**Texte de la page**
Avec une croissance de plus de 5% par an en moyenne au cours des 10 dernières années, le développement du continent africain repose toujours sur la vente de matières premières mais aussi sur une consommation galopante. Bon nombre des pays voient émerger une classe moyenne qui ne cesse de grossir. L’internet se généralise. L’ e-commerce se développe et le paiement mobile explose. Naturellement, cette évolution s’accompagne d’une demande croissante des investisseurs pour les études en tout genre. Mais si le volume des études augmente, il n’en demeure pas moins que ces dernières sont caractérisées par certaines spécificités qui s’observent sur la plupart des pays d’Afrique francophone.
L’ABSENCE DE DONNÉES EN « LIBRE SERVICE »
Contrairement aux marchés occidentaux, les études « publiques » sont rares, autant sur le plan économique que sur le plan sociologique. Dans le meilleur des cas, elles sont limitées à quelques données statistiques de base (nombre d’habitants, sexe, âge) de certains pays. Dans le pire, elles sont périmées ou inexistantes. Disposer alors gratuitement ou à faible coût de données utiles pour créer ou développer son activité s’avère compliqué. Mieux connaître le consommateur passe nécessairement par l’initiation de sa propre étude. Cause ou conséquence, les informations relevant des études sont considérées comme une arme concurrentielle, d’où la mise en lumière d’une autre spécificité du marché…
LA GÉNÉRALISATION D’ÉTUDES AD-HOC AU DÉTRIMENT D’ÉTUDES SYNDIQUÉES
Fédérer les intervenants d’une catégorie donnée au sein d’une
même étude se heurte à de nombreux obstacles : déontologiques pour
certains qui ne peuvent concevoir de partager des informations avec la
concurrence, financiers pour ceux qui considèrent leur part à payer trop
importante, opérationnels enfin lorsque les intervenants ne
s’accordent pas sur le contenu précis desdites études.

**Votre objectif**
Pouvez-vous reprendre le texte sur les études de marché en Afrique depuis « Avec une croissance » jusqu'à « pays d’Afrique francophone. » inclus, en remplaçant « paiement mobile » par « paiement en ligne » ?

**Entrées de données enregistrées**
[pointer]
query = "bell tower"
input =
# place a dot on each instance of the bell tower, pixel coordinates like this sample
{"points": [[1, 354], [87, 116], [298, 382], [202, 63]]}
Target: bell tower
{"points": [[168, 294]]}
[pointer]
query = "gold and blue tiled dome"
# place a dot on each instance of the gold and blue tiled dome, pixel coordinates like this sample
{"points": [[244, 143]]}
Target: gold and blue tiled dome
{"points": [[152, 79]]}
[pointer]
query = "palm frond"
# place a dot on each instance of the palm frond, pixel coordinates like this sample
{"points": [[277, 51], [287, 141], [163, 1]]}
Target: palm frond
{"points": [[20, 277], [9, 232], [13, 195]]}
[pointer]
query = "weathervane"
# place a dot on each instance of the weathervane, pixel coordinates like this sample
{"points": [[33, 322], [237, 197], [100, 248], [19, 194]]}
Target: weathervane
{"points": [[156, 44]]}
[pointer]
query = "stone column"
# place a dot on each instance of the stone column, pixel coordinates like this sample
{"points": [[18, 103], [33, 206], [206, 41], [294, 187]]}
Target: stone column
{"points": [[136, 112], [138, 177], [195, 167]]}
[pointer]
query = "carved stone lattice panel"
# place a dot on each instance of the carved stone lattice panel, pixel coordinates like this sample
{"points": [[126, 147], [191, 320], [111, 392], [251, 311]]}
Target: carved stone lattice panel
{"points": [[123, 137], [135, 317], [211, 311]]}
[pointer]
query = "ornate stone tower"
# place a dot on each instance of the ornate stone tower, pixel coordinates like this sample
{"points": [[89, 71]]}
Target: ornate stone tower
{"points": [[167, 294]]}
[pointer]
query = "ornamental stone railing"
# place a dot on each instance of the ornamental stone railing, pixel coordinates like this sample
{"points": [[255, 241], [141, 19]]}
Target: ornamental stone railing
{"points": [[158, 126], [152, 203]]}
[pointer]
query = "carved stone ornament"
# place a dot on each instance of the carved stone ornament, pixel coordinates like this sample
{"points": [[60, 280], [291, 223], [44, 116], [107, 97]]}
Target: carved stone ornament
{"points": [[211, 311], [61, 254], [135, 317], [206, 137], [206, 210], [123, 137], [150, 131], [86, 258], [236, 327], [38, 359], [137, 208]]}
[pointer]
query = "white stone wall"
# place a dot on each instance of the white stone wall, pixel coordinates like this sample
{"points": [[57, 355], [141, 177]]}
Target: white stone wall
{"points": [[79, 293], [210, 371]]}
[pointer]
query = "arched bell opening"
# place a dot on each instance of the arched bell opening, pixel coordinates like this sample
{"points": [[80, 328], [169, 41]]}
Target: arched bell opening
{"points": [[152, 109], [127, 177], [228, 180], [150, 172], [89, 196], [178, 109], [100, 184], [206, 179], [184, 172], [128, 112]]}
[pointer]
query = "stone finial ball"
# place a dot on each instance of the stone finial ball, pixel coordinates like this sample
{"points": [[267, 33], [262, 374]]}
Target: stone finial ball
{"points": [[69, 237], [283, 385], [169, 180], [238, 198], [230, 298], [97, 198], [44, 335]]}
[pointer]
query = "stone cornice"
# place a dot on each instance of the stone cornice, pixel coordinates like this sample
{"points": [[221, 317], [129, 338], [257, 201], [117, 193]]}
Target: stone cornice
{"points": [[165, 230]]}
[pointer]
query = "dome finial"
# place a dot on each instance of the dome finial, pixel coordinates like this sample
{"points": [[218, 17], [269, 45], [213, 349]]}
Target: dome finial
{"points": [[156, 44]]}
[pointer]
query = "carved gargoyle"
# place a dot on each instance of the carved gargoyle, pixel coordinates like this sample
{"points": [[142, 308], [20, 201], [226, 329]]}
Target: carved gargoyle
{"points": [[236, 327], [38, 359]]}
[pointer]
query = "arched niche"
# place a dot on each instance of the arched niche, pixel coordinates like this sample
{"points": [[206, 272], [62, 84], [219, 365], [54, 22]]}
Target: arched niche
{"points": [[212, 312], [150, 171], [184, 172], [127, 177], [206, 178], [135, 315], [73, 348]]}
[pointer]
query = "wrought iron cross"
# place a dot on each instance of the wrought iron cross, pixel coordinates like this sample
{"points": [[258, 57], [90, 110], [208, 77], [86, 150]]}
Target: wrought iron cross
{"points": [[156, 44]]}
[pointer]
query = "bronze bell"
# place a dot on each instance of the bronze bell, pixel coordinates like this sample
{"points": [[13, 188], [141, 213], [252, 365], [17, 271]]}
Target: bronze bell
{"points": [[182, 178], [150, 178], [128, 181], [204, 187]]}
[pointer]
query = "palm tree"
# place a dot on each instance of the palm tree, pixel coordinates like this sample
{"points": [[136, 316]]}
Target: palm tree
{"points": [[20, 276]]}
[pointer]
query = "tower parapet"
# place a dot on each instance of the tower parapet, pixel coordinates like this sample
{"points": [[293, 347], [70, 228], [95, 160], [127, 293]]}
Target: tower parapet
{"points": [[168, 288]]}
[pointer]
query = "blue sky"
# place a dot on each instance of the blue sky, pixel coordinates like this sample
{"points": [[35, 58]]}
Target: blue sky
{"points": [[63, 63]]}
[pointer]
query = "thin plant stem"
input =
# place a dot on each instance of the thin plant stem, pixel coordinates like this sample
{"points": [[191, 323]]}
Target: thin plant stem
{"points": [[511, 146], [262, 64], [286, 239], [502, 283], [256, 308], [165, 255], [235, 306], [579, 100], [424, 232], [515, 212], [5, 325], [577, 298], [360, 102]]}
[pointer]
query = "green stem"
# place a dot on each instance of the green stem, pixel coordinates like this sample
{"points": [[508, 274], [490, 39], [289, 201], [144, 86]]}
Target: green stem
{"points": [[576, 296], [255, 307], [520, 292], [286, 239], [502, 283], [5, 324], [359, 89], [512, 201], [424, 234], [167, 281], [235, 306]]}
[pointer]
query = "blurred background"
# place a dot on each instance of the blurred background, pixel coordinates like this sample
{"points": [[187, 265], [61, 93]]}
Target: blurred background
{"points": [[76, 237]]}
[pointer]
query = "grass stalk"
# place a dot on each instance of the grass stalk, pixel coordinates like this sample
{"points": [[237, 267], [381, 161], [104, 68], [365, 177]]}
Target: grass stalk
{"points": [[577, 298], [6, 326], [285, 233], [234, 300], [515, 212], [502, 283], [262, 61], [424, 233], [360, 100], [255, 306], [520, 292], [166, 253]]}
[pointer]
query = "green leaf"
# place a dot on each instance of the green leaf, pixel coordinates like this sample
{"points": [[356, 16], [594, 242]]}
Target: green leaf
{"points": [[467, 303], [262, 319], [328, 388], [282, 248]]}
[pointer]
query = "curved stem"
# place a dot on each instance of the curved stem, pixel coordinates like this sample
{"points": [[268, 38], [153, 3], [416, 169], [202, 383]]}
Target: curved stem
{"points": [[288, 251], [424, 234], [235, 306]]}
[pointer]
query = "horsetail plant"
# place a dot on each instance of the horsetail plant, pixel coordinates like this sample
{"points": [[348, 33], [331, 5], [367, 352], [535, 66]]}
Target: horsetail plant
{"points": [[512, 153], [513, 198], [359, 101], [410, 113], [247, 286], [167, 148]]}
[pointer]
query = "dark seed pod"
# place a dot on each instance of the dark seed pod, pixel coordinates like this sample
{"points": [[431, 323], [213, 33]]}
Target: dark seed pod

**Résultat attendu**
Avec une croissance de plus de 5% par an en moyenne au cours des 10 dernières années, le développement du continent africain repose toujours sur la vente de matières premières mais aussi sur une consommation galopante. Bon nombre des pays voient émerger une classe moyenne qui ne cesse de grossir. L’internet se généralise. L’ e-commerce se développe et le paiement en ligne explose. Naturellement, cette évolution s’accompagne d’une demande croissante des investisseurs pour les études en tout genre. Mais si le volume des études augmente, il n’en demeure pas moins que ces dernières sont caractérisées par certaines spécificités qui s’observent sur la plupart des pays d’Afrique francophone.